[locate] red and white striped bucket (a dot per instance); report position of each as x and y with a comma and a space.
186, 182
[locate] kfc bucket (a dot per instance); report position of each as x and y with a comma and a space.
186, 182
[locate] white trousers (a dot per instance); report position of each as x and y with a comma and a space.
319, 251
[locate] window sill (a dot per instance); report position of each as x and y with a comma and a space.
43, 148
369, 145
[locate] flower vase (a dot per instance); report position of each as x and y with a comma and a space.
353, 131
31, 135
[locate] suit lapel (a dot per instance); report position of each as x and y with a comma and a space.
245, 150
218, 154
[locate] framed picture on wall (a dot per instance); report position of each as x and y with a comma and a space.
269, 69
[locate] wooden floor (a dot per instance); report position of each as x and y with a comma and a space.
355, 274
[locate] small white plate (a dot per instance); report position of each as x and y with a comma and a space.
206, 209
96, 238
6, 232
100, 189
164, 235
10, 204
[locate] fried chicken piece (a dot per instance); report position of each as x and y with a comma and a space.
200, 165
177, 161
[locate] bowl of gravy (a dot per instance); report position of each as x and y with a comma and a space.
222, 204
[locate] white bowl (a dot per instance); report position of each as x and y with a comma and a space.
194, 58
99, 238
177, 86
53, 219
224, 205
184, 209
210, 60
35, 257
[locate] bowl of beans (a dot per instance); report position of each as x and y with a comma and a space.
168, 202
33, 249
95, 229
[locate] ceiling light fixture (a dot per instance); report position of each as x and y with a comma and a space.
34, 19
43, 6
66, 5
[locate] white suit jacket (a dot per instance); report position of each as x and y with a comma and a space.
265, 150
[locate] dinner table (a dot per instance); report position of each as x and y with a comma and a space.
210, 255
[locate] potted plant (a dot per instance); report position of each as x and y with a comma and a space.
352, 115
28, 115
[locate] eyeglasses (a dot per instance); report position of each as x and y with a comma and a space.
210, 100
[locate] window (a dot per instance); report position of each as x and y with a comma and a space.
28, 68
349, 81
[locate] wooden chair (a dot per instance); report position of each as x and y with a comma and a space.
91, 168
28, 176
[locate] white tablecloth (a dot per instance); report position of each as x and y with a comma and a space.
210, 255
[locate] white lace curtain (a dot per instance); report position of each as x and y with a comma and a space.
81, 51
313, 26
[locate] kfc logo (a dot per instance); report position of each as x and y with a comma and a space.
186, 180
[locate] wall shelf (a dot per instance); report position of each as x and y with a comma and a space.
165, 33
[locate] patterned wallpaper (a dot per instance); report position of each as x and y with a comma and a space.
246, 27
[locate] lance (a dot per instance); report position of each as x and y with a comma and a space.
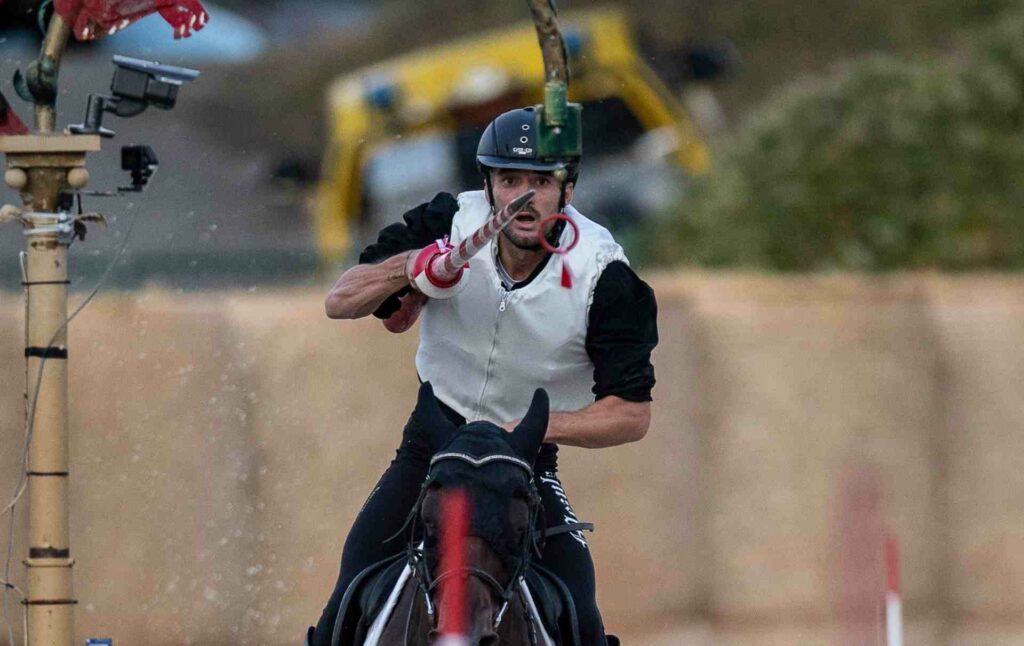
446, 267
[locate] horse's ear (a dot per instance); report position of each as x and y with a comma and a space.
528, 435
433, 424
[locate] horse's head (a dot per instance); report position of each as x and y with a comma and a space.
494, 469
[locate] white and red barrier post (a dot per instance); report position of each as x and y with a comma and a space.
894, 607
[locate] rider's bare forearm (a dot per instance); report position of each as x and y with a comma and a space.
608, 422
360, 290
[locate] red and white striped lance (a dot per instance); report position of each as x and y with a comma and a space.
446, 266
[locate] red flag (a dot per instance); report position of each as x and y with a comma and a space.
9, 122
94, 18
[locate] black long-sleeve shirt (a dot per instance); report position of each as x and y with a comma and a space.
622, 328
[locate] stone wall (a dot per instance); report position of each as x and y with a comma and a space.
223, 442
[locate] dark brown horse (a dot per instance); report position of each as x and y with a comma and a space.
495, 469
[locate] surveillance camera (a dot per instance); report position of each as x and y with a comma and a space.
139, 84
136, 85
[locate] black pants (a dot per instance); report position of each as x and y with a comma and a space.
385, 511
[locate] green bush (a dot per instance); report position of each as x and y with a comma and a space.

☆ ☆ ☆ ☆ ☆

Copy every line above verbatim, and omit the pictures from your answer.

[locate] red and white striped bucket (a dot per instance); report position of each as x and y with a comma and a space.
186, 182
[locate] kfc bucket (a dot per instance); report position of each as x and y with a comma and a space.
186, 182
[locate] white trousers (a dot per instance); report position of each as x and y with a comma and a space.
319, 251
[locate] window sill (a dot per instance); report position of each as x and y with a comma and a space.
43, 148
369, 145
[locate] flower vase (a dot per instance); report position of each as x and y with a comma and a space.
353, 131
31, 135
[locate] suit lapel (a dot per instance); report position of each as x and y with a comma and a space.
245, 150
218, 154
[locate] framed picture on wall (a dot per instance); report position of each as x and y with a comma and a space.
269, 69
[locate] wooden floor (a dot per instance); report position of each as x and y with a comma and a space.
355, 274
[locate] small white plate (a dot per instance); report position of each as x and y with a comma and a space.
206, 209
96, 238
6, 232
100, 189
164, 235
10, 204
[locate] fried chicken piece (a dot per instance); report position of each as x and y with a comma and a space.
200, 165
177, 161
[locate] bowl of gravy (a dot per instance); report position of each as x and y with a comma and a space.
222, 204
[locate] white bowl (a dot per instance); report position of each as x and y with a comma and a space.
194, 58
99, 238
177, 86
53, 219
224, 205
184, 209
210, 60
35, 257
[locate] bowl of beans (a dot per instance); report position of each as x and y with a comma and a space.
168, 202
33, 249
95, 229
[locate] ceiling light fixture (a dot per instance); report position of each as x and y with a comma and a space.
34, 19
43, 6
66, 5
[locate] white suit jacket (a dot per instance); report position of each as x and y with a comma and a space.
265, 150
[locate] dinner table (a dot per instance); report position of each as x and y with a comma and a space.
210, 255
[locate] potted plant (a dot per instance); report position of each as x and y with a comma and a space.
352, 115
28, 115
[locate] eyeglasses (a dot per instance); report position of each as x and y with a comma and a space.
210, 100
[locate] window (a dot per instance); report position of each as x and y with a comma and a space.
28, 68
349, 81
[locate] wooden chair (a dot per instance); report position of each as x and y with a comma and a space.
91, 168
28, 176
[locate] white tablecloth (a dot per instance); report position of each as x and y with a comma and a space.
210, 255
[locate] white lace curtain (a dot per instance); report position of each as x and y with a comma and a space.
81, 51
313, 26
[locate] kfc logo (a dot per instance); report position of each as x and y with a comma and a space.
186, 180
[locate] wall shelf (a dot per instance); report position of each as x and y with a comma and a space.
165, 33
[locate] patterned wallpaper (a dot per instance); report position of each as x and y with a comma and a space.
246, 27
[locate] lance (a dot per instance); report position of each as x and y with a comma and a space.
446, 267
[locate] horse's ear (a dot per instance); report position of each as x and y with a comma and a space.
528, 435
433, 424
[locate] horse's head (a dot per instance); report position of each as x and y with a comma and a space.
494, 469
[locate] white and red barrier post (a dot per instance); report position of each as x and y with a comma and a space.
894, 607
[locate] rider's bare forearm (a dot per instance); report position of each as x and y with a comma and a space.
608, 422
360, 290
[locate] red and white striped lance (a dot per instance); report position of each as x and y with a comma and a space.
446, 266
[locate] red flag (a dot per instance); report position of each as x and y with a comma and a space.
9, 122
94, 18
[locate] black long-sleeve shirt (a dot per instance); report position of each as x and y with a comma and a space.
622, 328
[locate] stone wall (a dot per instance); report position of each as x and y with a comma and a space.
223, 442
[locate] dark brown horse (a dot per instance); report position of each as x and y with a comma and a space.
495, 469
[locate] surveillance camera (a dot per instance); report position of each as x and y with a comma and a space.
139, 84
136, 85
[locate] black pants (a dot per instance); report position of each as x and y with a comma and a space.
385, 511
[locate] green bush (a dot per instance); report position of each as x and y with a comma and a space.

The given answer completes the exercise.